(Stored data entries)
□ □ □

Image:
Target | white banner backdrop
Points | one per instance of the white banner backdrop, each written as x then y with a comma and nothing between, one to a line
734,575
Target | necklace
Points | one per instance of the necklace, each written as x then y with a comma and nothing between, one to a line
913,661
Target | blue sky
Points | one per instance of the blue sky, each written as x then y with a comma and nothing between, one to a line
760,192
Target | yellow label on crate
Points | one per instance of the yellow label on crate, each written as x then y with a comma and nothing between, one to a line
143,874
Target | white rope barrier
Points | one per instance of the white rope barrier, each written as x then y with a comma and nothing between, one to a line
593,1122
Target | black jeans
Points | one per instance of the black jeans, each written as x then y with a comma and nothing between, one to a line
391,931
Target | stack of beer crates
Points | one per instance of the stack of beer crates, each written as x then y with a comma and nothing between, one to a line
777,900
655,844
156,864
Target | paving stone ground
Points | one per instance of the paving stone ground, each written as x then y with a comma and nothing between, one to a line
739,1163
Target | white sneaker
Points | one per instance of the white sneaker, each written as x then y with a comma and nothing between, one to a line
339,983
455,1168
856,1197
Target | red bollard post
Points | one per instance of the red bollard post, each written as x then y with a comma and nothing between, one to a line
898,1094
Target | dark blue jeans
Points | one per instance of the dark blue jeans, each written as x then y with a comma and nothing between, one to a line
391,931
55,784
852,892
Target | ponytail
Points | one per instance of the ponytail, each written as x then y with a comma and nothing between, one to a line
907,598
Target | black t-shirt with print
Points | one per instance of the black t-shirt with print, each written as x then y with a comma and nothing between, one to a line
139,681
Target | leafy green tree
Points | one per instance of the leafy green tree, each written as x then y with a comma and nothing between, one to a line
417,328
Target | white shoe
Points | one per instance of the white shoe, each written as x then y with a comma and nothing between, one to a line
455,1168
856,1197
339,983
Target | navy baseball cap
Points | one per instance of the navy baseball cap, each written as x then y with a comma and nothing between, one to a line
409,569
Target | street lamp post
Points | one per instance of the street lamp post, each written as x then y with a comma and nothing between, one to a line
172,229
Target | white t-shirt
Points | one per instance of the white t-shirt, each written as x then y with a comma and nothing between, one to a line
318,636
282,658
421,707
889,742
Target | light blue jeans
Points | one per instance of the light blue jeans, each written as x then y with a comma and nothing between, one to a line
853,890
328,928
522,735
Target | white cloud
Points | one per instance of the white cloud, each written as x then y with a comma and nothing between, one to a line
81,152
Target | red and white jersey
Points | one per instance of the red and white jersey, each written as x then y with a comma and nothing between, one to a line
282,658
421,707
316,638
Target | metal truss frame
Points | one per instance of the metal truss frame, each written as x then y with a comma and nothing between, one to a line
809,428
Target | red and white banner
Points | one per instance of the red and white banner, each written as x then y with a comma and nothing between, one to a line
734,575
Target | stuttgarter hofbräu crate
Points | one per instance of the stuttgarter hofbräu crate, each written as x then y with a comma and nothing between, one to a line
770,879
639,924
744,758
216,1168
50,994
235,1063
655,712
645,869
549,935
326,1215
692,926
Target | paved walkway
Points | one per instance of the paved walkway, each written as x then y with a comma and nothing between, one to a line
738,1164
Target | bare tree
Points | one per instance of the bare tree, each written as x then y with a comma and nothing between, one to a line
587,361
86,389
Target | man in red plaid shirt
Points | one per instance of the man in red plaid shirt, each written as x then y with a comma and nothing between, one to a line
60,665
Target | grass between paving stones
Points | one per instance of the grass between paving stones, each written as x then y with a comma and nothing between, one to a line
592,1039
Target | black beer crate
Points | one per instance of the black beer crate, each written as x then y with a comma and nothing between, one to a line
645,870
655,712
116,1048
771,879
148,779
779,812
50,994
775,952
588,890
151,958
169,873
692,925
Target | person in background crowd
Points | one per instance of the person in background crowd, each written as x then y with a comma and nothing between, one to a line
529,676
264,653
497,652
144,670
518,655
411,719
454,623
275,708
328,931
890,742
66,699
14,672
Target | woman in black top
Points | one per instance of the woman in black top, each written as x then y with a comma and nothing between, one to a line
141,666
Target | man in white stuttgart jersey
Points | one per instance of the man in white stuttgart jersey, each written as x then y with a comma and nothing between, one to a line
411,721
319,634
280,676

□ □ □

WHAT TO DO:
Retype exactly the lines of the data above that fall between the line with "Points | one per instance of the white banner" and the line with "Target | red bollard post", inclusive, and add nothing.

FINISHED TASK:
Points | one per instance of the white banner backdrop, each written as x then y with a comma and nothing between, one to a line
734,575
Target | necklace
Points | one per instance of the necklace, each written as x then y with a comma and nothing between, one to a line
913,661
Target | blue sky
Points | one per instance of the blue sky, each written as x then y with a comma and nothing between, one to a line
760,192
Target | yellow label on crate
Points | one per instance of the yellow label on crate, each written as x then y with a comma and nothing between, one to a line
143,874
Target | white rope barrier
Points | one per instance of the white rope barrier, each written as x then y with a comma and nothing between, one to a line
593,1122
Target | black jeans
Points | one per instance of the black jeans, each written as x then y with a comma and nothing between, one to a line
391,931
Target | stack of beer crates
Points | one per instance of the stack of beer crates, each written as x then y with a comma and nothing between, one to a line
777,900
655,844
156,864
Target | paving stone ground
Points | one per instance of the paving stone ground, each written as x then y with a comma and nothing between, one to a line
739,1163
Target | white sneaker
Points | one per instance of the white sneaker, each written as x then y with a comma and nothing between, one to a line
339,983
455,1168
856,1197
Target | red bollard post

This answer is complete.